Stated goal 1 ▸ Please copy the rows below verbatim, beginning at the row that contains "Find the sleeve;" and stopping after the final row.

Reading passage ▸
|
|
CVE ID 10k Problem Feedback nCircle would like to push for Option 7. [Special thanks to my engineers Ian Turner and Bob Thomas for feedback and review.] I don’t think it’s possible to change the format in any way without breaking someone’s implementation somewhere. “CVE-\d{4}-\d{4}” might match, but “^CVE-\d{4}-\d{4}$” might not – or “/CVE-(?P<year>\d{4})-(?P<id>\d{4})/$”,
etc. Overall, I think either
Option 1 or Option 7 are the best. I think they match up against the considerations thusly:
-
Both have a large ID space
-
Both are easily recognizable as CVEs
-
Option 1 is probably more easily adopted than Option 7 as Option 7 has an additional field and the validation aspect.
-
Option 1 is probably simpler to adopt in terms of updating software. Option 1 is likely already matched by many existing regular expressions in use for locating CVEs.
Option 7 can be matched by a regular expression but the validation would need to occur separately.
-
Option 1 delays impact longer than Option 7
-
Option 7 is immediately recognized as the new syntax. However, Option 1 is also easily recognized as the new syntax once it matters that the syntax is different.
-
As long as the number of digits is not limited both appear to be fairly future-proof.

[Excerpts from the segmentation records]
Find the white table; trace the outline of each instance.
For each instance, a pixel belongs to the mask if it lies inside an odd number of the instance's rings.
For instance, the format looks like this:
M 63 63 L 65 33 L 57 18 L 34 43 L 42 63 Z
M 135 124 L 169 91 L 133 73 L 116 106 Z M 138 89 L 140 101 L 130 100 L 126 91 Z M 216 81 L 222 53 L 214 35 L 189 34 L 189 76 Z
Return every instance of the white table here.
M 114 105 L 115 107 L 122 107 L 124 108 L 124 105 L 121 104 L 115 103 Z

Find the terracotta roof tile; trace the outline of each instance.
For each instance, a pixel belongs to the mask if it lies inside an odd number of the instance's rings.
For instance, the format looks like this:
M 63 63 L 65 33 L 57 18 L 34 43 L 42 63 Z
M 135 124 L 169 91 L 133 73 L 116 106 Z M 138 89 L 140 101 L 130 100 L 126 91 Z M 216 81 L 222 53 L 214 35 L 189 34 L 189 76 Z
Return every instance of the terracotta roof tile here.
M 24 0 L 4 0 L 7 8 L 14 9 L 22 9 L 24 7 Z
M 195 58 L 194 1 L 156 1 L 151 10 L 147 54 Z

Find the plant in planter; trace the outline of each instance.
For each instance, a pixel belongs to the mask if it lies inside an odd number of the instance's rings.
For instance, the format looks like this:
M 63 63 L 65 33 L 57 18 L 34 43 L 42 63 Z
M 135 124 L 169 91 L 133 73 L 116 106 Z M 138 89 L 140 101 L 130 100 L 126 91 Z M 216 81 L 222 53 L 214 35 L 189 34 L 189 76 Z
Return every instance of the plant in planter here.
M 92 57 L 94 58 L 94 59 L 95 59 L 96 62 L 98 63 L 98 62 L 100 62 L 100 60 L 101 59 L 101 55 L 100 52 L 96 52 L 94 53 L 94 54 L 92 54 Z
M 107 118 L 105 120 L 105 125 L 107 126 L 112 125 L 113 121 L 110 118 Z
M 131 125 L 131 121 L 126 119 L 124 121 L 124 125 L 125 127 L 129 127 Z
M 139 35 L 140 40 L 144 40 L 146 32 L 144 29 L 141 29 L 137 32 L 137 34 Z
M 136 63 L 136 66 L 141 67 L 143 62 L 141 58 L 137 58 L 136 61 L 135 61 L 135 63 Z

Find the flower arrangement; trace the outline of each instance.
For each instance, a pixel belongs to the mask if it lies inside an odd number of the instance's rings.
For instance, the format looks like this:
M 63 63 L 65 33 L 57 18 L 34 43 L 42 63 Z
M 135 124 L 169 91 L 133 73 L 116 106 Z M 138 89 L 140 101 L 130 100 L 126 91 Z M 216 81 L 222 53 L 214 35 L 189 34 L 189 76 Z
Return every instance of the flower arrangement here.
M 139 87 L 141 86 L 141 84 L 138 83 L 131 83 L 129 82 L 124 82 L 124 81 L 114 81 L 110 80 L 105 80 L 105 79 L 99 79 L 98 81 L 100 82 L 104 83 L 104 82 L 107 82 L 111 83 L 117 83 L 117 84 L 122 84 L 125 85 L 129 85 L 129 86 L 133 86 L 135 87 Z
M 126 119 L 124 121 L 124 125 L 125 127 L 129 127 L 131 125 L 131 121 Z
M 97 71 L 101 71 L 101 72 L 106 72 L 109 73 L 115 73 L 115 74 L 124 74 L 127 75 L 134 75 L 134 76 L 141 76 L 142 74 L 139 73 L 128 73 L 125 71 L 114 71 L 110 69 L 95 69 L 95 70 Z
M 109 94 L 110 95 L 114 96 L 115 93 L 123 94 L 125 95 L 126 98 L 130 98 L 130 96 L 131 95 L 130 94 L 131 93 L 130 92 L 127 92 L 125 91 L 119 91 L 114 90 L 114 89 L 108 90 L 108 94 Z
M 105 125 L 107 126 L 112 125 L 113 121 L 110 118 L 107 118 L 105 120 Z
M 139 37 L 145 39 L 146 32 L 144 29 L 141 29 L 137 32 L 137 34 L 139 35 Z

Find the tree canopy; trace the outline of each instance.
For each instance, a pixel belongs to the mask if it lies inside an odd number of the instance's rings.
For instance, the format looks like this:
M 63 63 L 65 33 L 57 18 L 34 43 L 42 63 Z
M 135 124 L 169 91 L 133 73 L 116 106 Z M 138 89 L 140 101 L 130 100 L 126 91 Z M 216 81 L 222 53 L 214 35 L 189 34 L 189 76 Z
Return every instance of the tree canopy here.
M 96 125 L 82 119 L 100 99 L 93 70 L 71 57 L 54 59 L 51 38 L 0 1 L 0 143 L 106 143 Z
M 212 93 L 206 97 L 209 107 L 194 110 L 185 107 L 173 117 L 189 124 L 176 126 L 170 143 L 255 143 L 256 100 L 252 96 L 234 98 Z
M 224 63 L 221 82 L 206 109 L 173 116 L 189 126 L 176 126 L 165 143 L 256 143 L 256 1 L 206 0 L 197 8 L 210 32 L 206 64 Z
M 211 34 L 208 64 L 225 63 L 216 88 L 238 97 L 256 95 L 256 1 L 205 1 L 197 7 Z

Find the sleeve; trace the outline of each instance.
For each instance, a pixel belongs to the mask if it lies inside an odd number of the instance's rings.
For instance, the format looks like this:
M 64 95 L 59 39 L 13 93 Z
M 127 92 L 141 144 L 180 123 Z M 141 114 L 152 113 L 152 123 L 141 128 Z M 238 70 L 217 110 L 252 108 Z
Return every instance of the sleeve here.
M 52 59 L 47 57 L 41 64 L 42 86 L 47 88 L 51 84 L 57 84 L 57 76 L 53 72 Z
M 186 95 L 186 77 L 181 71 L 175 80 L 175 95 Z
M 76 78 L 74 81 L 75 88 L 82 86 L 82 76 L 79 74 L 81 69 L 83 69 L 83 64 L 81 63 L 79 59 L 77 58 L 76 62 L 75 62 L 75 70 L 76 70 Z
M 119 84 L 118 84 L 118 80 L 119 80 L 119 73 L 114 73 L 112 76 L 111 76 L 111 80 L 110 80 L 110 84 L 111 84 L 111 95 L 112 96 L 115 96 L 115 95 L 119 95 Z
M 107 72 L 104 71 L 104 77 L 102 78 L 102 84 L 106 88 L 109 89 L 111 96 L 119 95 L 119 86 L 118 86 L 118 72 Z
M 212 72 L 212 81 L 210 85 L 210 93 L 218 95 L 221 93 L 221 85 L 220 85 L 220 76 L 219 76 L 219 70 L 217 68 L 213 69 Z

Stated goal 2 ▸ In the CVE ID feedback post above, rewrite the passage that begins at the words "Option 7 can" and stops after "be fairly future-proof.", substituting "new format" for "new syntax".

Written solution 1 ▸
Find the sleeve; trace the outline of each instance.
For each instance, a pixel belongs to the mask if it lies inside an odd number of the instance's rings.
For instance, the format looks like this:
M 64 95 L 59 39 L 13 93 Z
M 127 92 L 141 144 L 180 123 Z M 141 114 L 152 113 L 152 123 L 141 128 Z M 238 70 L 217 110 L 252 108 Z
Return every instance of the sleeve here.
M 52 59 L 47 57 L 41 64 L 42 86 L 47 88 L 51 84 L 57 84 L 57 76 L 53 72 Z
M 186 95 L 186 77 L 181 71 L 175 80 L 175 95 Z
M 76 78 L 74 81 L 75 88 L 82 86 L 82 76 L 79 74 L 81 69 L 83 69 L 83 64 L 81 63 L 79 59 L 77 58 L 76 62 L 75 62 L 75 70 L 76 70 Z
M 119 84 L 118 84 L 118 80 L 119 80 L 119 73 L 114 73 L 112 76 L 111 76 L 111 80 L 110 80 L 110 84 L 111 84 L 111 95 L 112 96 L 115 96 L 115 95 L 119 95 Z
M 107 72 L 104 71 L 104 77 L 102 78 L 102 84 L 106 88 L 109 89 L 111 96 L 119 95 L 119 86 L 118 86 L 118 72 Z
M 212 72 L 212 81 L 210 85 L 210 93 L 218 95 L 221 93 L 221 85 L 220 85 L 220 76 L 219 76 L 219 70 L 217 68 L 213 69 Z

Written solution 2 ▸
Option 7 can be matched by a regular expression but the validation would need to occur separately.
-
Option 1 delays impact longer than Option 7
-
Option 7 is immediately recognized as the new format. However, Option 1 is also easily recognized as the new format once it matters that the syntax is different.
-
As long as the number of digits is not limited both appear to be fairly future-proof.